Reproduce every line of the records below, requests included, and add 16 to each x and y coordinate in the answer points.

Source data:
-----
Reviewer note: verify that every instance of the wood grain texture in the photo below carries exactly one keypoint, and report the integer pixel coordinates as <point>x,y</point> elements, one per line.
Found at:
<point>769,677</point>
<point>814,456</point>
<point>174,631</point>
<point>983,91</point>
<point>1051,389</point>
-----
-- Reply to the exercise --
Reviewer note: verify that every instance of the wood grain texture in the photo below carries exactly one keypoint, and report the integer pixel coordinates as <point>x,y</point> elements, one per line.
Found at:
<point>785,693</point>
<point>830,472</point>
<point>190,647</point>
<point>999,107</point>
<point>1067,405</point>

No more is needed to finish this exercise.